_Excerpt to read_
----
Odeon Cinema, Bridgwater.

Odeon Cinema

Penel Orlieu and Mount Street,

Bridgwater, TA6 3PH


Owners: Odeon Theatres (Bridgwater) Ltd~ Oscar Deutsch.

Architect: Thomas Cecil Howitt.

Seating Capacity: 1525.

Date opened: Monday 13th July 1936.

First film shown: “The Amateur Gentleman” starring Douglas Fairbanks Jr and Elissa Landi.

Also operated as a cinema by:  Rank Theatres, Classic Cinemas, Scott Cinemas.

Date closed: Thursday 29thSeptember 2022.

Present Condition:  Empty/Extant.



Odeon Theatres (Bridgwater) Ltd had a secured a site on Penel Orlieu, Bridgwater. The chairman, Oscar Deutsch, was now at his busiest opening Odeon cinemas at an incredible rate. He had a stable of preferred architects; such as Thomas Cecil Howitt who he had previously been engaged to design Odeon cinemas at Weston-super-Mare and Clacton. Oscar Deutsch instructed him to draw up plans for this modestly sized building. A similar template for the exterior was used at his previous Odeon cinemas featuring a square tower, topped with a projecting flat slab roof supported by twelve squat tubular pillars. The corners of the tower at Bridgwater were chamfered.  This cinema was the fourth of Howitt’s designs to use the slab tower feature.

Thomas Cecil Howitt

The front elevation façade on Penel Orlieu featured a prominent row of five shops with living accommodation above that were positioned to the left of the tower. A parapet that was relieved with narrow horizontal bands of scarlet-red faience ascended in steps towards the tower. A shallow canopy extended the width of the façade over the bays of shops, extending and blending into a convex canopy that gave cover to the stepped entrance that led into the main entrance lobby. The main entrance was placed at the base of the tower on the far right of the front elevation, which, together with the complete tower, was faced with cream faience tiles at the upper levels. There was a sharp contrast of ‘Vitolite’ high gloss black panels cladding on the walls at street level.  At night neon lighting placed in line with the red faience bands and around the ‘Odeon’ sign helped to lift this rather bland frontage. A free car park for patrons use was located on the Mount Street side of the building.

The main entrance hall.

Customers entered into the long and narrow single storey entrance hall that had textured walls and a ceiling that was bordered with a deep cove and illuminated by concealed lighting that was placed within a slim decorative pelmet that was placed at the base of the coving.

The reception foyer.
----
_Dataset extract_
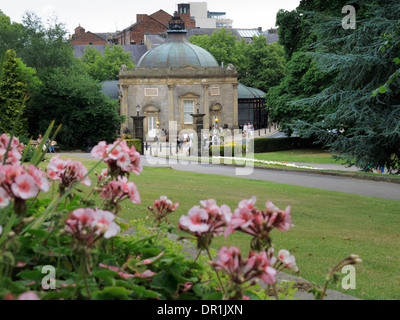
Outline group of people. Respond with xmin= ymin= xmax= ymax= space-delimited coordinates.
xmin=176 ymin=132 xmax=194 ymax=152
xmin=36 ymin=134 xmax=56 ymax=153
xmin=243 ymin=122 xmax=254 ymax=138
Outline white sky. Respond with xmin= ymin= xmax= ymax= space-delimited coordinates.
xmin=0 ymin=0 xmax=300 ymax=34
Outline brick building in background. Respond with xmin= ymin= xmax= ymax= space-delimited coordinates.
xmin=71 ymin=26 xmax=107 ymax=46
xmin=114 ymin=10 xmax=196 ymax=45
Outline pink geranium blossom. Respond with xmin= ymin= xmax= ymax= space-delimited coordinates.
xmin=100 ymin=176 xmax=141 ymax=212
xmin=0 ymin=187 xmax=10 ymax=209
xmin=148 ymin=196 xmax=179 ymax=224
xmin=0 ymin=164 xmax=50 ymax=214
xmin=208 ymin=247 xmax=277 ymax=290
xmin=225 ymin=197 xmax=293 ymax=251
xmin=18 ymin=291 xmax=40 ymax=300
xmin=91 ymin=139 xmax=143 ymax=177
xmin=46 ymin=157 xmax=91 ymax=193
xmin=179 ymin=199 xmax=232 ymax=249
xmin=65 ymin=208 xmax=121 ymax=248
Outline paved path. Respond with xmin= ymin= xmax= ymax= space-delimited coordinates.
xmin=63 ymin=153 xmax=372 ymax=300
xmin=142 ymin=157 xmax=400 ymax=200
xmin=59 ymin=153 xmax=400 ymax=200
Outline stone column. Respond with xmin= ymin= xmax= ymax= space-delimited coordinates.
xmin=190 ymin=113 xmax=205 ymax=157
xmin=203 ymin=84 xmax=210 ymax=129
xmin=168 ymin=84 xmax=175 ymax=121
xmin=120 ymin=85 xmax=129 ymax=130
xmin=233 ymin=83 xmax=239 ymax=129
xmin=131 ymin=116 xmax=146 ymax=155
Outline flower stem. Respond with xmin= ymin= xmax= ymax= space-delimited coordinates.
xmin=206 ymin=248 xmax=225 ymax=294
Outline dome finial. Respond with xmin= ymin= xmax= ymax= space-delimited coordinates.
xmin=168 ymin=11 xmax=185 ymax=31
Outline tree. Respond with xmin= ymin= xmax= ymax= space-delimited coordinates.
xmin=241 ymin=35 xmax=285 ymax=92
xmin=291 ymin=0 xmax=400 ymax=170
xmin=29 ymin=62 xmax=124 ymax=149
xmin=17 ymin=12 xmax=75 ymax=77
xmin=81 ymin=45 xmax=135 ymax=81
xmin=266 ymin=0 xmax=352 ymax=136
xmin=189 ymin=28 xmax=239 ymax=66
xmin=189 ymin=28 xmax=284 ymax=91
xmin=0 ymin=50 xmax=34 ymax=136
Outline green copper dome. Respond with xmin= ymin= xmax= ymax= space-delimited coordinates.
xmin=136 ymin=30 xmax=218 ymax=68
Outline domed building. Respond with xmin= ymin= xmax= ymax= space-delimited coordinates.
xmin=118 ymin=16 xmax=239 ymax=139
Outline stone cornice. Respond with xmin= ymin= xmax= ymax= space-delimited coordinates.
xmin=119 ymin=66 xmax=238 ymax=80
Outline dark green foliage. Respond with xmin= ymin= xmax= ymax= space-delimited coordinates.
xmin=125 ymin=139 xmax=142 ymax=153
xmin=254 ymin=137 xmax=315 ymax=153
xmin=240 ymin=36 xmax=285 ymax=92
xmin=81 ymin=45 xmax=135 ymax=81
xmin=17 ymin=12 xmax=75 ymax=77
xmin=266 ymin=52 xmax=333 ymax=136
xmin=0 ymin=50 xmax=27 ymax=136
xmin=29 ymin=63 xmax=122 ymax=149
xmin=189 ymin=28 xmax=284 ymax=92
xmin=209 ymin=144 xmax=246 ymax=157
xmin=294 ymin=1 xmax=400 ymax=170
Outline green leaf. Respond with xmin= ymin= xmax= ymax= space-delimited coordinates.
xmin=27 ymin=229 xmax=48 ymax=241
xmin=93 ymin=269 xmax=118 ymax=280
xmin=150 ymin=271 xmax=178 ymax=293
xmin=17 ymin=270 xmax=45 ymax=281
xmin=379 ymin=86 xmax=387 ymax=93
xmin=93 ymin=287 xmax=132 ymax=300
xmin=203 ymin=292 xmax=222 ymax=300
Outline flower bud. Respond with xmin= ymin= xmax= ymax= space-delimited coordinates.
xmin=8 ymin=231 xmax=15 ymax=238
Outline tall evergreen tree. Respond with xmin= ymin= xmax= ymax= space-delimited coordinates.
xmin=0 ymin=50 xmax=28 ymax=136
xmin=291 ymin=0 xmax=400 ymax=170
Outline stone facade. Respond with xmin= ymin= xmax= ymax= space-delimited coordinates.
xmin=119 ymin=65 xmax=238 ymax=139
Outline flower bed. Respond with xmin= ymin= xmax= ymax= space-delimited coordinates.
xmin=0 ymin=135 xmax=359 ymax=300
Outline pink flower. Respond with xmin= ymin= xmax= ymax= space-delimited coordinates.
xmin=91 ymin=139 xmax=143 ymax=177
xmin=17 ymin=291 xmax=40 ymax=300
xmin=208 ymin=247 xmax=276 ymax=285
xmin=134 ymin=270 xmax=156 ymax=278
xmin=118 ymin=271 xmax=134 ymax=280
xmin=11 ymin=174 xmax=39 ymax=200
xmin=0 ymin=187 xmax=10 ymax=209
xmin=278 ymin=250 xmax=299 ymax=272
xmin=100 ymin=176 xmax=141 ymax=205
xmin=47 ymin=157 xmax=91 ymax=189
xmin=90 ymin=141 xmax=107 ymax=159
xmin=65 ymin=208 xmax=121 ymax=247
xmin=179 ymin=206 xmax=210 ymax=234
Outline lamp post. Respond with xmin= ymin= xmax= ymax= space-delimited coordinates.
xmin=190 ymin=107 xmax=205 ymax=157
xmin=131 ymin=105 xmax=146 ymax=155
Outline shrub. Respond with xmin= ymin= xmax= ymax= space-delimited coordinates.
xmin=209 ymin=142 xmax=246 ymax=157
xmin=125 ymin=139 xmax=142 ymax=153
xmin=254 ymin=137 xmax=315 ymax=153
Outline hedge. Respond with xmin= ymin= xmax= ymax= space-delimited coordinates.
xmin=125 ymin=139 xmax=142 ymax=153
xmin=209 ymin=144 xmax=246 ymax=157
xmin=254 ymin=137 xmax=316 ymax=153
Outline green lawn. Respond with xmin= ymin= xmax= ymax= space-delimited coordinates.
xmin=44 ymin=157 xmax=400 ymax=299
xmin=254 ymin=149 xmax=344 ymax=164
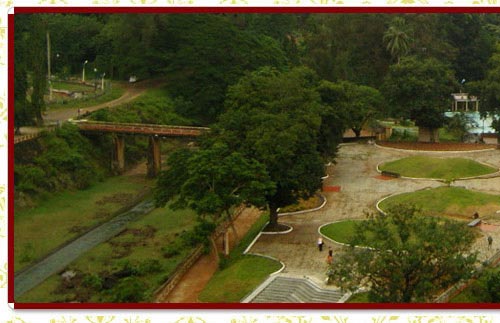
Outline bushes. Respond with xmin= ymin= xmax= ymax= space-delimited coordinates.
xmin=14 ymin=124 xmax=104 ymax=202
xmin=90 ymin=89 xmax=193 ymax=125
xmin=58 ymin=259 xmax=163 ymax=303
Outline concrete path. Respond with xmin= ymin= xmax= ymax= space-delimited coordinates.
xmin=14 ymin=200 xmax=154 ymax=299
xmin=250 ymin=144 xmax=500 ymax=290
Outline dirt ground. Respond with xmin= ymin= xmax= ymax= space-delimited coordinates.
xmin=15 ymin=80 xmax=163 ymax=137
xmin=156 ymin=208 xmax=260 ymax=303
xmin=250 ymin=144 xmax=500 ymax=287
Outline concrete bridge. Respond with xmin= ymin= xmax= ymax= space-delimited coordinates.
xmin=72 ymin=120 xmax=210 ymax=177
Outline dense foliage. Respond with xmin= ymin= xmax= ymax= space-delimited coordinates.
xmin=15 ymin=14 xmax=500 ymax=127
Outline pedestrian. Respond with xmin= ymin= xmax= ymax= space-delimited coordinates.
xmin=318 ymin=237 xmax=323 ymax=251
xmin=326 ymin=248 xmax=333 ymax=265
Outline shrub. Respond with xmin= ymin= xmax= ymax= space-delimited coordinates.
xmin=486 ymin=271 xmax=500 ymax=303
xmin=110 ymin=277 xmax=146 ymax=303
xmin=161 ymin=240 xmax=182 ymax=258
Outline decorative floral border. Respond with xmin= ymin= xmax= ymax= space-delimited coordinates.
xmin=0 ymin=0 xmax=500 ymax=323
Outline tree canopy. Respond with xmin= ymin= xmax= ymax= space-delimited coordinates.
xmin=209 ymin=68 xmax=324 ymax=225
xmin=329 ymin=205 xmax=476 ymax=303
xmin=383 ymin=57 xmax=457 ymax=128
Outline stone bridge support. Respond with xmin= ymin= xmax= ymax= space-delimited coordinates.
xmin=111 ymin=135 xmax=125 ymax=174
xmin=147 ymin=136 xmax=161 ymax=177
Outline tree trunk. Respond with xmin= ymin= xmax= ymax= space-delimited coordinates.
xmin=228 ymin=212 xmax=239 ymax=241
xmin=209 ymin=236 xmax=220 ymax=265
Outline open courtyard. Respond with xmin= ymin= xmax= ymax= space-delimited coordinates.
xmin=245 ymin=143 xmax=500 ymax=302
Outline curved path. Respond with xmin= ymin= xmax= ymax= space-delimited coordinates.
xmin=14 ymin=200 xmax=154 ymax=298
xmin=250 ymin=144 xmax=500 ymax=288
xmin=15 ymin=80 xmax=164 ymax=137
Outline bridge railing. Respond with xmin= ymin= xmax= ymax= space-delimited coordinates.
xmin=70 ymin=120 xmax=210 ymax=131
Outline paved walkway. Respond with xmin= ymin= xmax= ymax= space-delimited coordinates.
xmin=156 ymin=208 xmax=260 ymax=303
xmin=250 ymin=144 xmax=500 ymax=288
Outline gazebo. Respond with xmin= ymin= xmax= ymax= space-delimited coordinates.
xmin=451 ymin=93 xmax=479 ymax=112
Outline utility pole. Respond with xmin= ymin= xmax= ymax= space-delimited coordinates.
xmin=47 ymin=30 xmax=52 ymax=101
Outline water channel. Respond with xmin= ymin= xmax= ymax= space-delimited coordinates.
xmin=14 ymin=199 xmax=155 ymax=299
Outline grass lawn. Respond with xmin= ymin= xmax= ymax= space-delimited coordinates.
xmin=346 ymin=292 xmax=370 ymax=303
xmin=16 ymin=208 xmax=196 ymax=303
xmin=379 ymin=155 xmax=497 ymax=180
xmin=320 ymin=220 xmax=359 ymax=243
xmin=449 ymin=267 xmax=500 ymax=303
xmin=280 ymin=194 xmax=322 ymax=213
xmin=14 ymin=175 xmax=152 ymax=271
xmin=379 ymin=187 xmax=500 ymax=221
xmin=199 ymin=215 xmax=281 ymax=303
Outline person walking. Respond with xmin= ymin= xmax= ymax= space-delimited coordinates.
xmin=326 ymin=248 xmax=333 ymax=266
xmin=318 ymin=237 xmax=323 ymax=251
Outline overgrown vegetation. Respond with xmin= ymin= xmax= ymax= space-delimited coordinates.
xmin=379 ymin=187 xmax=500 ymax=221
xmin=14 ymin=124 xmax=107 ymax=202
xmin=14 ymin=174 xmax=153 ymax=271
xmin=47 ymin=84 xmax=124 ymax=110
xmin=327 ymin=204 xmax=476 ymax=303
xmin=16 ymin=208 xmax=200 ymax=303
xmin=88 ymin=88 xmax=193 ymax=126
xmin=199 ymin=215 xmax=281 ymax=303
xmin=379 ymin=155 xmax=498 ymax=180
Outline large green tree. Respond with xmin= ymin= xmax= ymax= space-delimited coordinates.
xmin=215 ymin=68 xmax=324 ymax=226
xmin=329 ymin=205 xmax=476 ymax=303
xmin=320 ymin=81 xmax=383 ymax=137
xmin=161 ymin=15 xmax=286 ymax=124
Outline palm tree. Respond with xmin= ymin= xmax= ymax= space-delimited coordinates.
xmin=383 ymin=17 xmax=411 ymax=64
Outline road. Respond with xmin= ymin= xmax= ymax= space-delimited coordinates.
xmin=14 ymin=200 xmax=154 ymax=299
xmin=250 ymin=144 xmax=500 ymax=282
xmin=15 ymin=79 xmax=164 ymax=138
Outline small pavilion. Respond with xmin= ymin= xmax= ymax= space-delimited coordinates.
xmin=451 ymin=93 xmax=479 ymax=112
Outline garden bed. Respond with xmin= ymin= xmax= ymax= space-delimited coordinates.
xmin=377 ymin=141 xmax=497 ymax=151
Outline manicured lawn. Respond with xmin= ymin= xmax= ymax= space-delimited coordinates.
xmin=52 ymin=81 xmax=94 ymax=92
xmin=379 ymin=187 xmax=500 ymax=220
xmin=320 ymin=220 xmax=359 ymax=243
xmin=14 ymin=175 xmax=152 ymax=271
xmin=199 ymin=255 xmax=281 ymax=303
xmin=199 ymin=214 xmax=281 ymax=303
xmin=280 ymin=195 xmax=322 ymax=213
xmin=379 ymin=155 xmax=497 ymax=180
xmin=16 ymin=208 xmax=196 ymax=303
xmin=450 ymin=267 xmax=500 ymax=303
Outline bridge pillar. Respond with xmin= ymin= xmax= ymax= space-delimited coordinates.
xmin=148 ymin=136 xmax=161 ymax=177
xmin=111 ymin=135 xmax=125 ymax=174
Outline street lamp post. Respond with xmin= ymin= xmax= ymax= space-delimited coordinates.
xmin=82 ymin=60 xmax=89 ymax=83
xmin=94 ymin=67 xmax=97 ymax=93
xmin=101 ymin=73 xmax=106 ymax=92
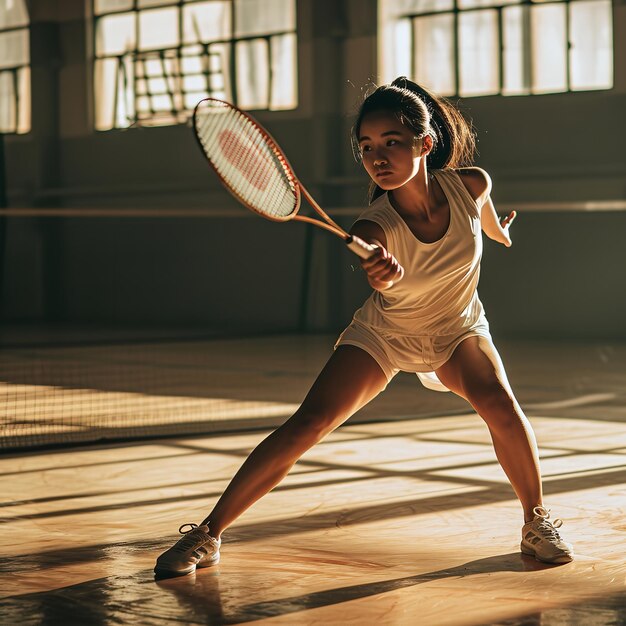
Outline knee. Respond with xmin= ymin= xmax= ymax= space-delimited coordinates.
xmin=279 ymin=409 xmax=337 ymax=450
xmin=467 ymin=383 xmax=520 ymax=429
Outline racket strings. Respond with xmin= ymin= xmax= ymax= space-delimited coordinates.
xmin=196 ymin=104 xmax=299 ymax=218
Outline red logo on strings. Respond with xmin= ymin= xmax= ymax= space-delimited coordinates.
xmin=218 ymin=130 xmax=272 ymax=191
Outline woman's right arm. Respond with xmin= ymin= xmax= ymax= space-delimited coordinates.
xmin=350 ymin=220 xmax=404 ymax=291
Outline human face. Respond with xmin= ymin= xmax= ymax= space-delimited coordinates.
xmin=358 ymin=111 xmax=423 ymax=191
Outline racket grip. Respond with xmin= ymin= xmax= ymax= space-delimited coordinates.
----
_Objective_
Reproduce the passage of the Odeon Cinema text starting at "Architect: Thomas Cecil" and ending at "Thursday 29thSeptember 2022.", changing "Seating Capacity" to "Number of Seats".

_The completed task_
Architect: Thomas Cecil Howitt.

Number of Seats: 1525.

Date opened: Monday 13th July 1936.

First film shown: “The Amateur Gentleman” starring Douglas Fairbanks Jr and Elissa Landi.

Also operated as a cinema by:  Rank Theatres, Classic Cinemas, Scott Cinemas.

Date closed: Thursday 29thSeptember 2022.